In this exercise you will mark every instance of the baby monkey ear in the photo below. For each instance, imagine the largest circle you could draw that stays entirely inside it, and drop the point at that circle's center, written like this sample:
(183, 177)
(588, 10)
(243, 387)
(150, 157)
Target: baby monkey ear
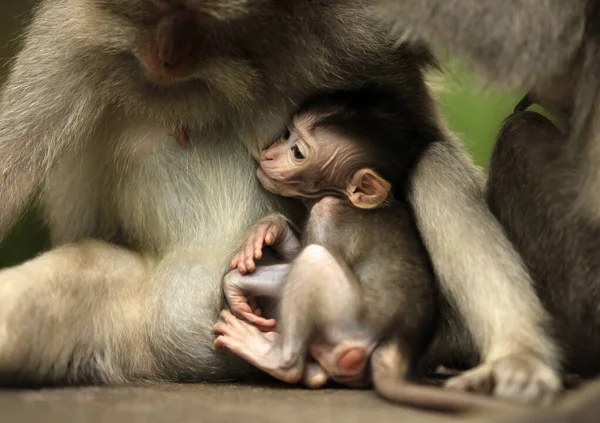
(367, 189)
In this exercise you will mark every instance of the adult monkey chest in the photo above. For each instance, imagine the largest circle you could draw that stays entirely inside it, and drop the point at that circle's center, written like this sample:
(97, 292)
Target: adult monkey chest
(247, 68)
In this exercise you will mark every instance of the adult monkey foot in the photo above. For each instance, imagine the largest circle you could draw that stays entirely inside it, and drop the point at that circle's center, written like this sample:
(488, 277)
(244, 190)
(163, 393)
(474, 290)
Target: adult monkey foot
(523, 377)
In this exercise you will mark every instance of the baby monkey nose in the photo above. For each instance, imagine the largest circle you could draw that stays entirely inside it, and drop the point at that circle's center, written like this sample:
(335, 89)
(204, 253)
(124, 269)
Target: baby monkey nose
(266, 155)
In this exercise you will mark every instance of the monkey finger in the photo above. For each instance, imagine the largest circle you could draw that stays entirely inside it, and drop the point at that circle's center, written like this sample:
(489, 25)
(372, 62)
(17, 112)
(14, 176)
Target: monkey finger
(260, 322)
(226, 342)
(250, 265)
(272, 234)
(258, 246)
(220, 327)
(242, 268)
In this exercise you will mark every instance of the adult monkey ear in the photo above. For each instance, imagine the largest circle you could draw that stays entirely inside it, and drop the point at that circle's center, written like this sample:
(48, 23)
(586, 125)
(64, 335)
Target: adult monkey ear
(367, 189)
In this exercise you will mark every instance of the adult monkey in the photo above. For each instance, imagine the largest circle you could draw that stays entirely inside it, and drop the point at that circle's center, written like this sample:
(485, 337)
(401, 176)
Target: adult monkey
(544, 182)
(95, 114)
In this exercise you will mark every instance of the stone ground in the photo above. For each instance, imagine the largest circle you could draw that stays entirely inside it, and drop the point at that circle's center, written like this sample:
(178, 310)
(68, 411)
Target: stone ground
(203, 403)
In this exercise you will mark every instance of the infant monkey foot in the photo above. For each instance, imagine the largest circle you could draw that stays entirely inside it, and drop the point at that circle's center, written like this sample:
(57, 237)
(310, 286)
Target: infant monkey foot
(258, 348)
(519, 377)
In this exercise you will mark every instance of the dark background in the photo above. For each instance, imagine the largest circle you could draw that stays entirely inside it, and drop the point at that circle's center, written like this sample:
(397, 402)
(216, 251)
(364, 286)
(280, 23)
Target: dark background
(471, 112)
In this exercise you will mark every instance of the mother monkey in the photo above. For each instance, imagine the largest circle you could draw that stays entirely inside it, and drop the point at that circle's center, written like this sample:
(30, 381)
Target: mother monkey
(130, 122)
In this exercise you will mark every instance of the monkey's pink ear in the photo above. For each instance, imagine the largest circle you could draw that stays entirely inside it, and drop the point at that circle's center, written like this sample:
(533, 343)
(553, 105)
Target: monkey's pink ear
(367, 189)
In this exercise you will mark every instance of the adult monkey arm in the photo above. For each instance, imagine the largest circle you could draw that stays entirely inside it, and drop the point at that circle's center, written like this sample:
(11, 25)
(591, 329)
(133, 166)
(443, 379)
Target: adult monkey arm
(40, 120)
(517, 43)
(486, 281)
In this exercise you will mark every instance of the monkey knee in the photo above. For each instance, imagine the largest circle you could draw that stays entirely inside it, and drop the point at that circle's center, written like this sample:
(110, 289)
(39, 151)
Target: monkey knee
(352, 360)
(316, 255)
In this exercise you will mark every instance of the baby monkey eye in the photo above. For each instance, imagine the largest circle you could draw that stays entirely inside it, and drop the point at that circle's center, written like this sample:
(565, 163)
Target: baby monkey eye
(297, 153)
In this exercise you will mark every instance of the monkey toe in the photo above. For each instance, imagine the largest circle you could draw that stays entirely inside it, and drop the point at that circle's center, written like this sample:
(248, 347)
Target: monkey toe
(314, 376)
(352, 360)
(517, 378)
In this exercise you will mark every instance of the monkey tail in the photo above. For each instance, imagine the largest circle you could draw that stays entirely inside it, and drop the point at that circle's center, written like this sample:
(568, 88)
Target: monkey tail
(440, 399)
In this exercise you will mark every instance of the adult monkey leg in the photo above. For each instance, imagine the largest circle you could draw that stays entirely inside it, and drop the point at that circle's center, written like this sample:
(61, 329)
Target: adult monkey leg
(551, 47)
(87, 302)
(531, 191)
(103, 314)
(486, 282)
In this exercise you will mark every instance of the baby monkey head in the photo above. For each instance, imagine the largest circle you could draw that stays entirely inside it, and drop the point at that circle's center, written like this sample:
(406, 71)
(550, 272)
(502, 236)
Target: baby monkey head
(353, 144)
(313, 161)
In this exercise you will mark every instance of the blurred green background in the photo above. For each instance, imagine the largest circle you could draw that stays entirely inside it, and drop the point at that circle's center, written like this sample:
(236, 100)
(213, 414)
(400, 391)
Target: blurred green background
(473, 113)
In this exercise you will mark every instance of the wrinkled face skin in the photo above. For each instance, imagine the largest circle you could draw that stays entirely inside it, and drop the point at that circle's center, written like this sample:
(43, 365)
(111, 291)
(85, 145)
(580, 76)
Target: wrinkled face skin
(168, 36)
(309, 164)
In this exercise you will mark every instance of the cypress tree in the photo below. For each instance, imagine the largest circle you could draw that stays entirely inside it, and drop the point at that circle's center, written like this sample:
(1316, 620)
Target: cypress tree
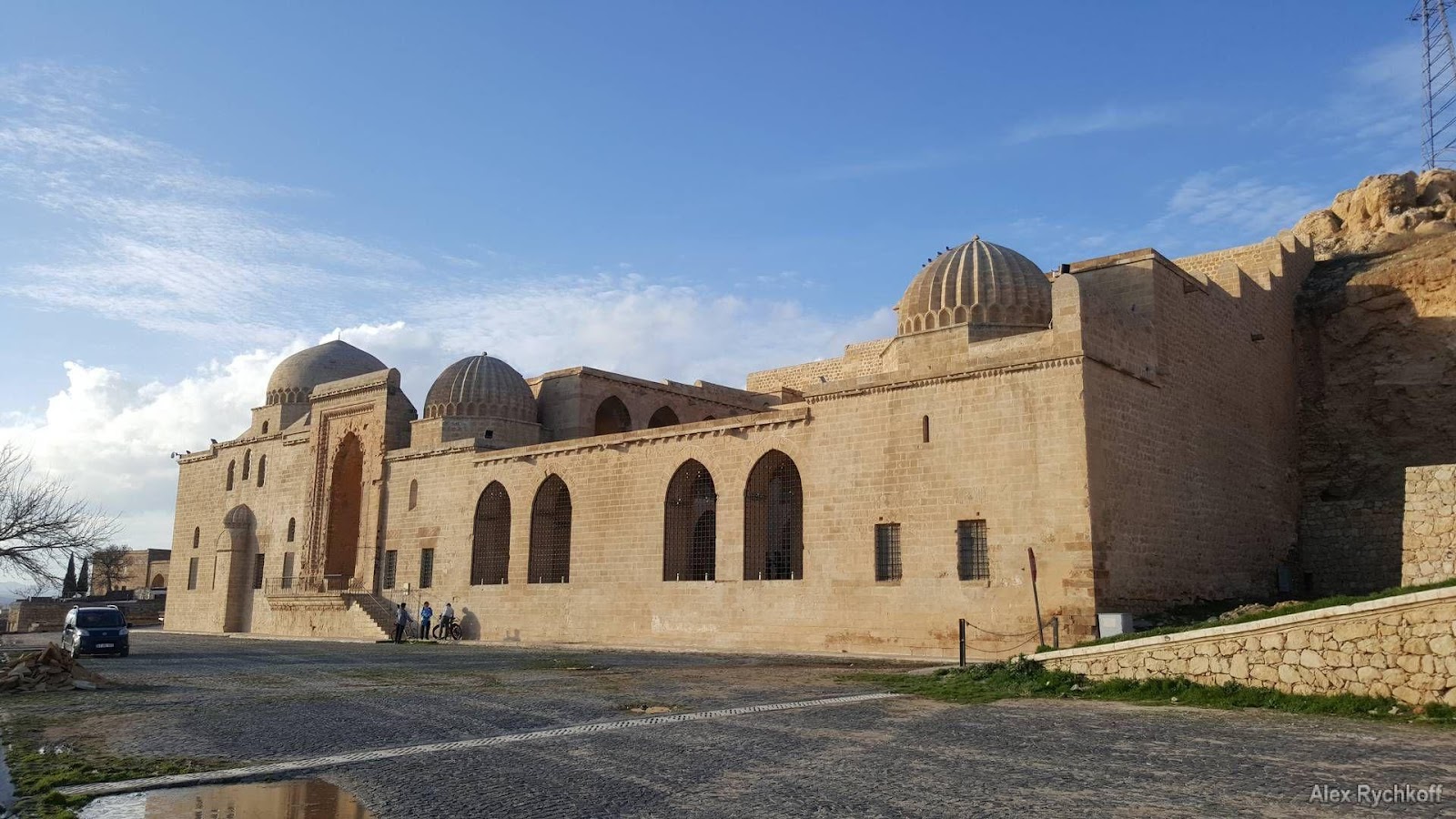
(69, 584)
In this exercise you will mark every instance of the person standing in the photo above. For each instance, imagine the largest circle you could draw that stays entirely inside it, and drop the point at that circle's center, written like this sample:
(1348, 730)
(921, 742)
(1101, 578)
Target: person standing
(446, 618)
(400, 622)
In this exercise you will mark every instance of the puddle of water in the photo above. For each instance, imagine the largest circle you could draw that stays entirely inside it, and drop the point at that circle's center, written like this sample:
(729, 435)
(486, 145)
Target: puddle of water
(293, 799)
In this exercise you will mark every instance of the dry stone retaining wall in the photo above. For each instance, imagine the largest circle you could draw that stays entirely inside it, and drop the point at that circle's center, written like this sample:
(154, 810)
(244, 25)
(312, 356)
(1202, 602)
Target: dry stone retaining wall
(1429, 537)
(1401, 647)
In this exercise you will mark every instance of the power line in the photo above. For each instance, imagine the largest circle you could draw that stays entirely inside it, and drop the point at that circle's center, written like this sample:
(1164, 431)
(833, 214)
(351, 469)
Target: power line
(1439, 67)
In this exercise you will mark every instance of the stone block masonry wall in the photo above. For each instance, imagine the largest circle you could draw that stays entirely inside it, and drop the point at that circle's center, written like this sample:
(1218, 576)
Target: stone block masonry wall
(1401, 647)
(1191, 426)
(1429, 537)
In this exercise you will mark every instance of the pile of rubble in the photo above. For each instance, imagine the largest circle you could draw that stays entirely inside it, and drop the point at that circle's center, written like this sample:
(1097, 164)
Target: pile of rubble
(48, 669)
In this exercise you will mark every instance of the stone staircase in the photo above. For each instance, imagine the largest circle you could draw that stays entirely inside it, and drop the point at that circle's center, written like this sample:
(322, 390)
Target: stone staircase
(380, 611)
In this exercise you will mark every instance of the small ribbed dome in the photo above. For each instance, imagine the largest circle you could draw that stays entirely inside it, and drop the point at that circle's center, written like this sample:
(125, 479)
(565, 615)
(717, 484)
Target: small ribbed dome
(979, 283)
(306, 369)
(480, 387)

⁂

Search the data for "below" and list every line in which it occurs.

In this exercise you will mark every instance of the baby monkey ear in the photo below. For each instance, imagine the largest circle you could draw that stays entirely inside it, and drop the point at that circle's center, written like this sample:
In this exercise you will mark every instance of the cypress tree in the photo below. For each instance, imagine the largest circle you could draw that stays entirely inside it, and drop the point at that circle's center, written like this sample:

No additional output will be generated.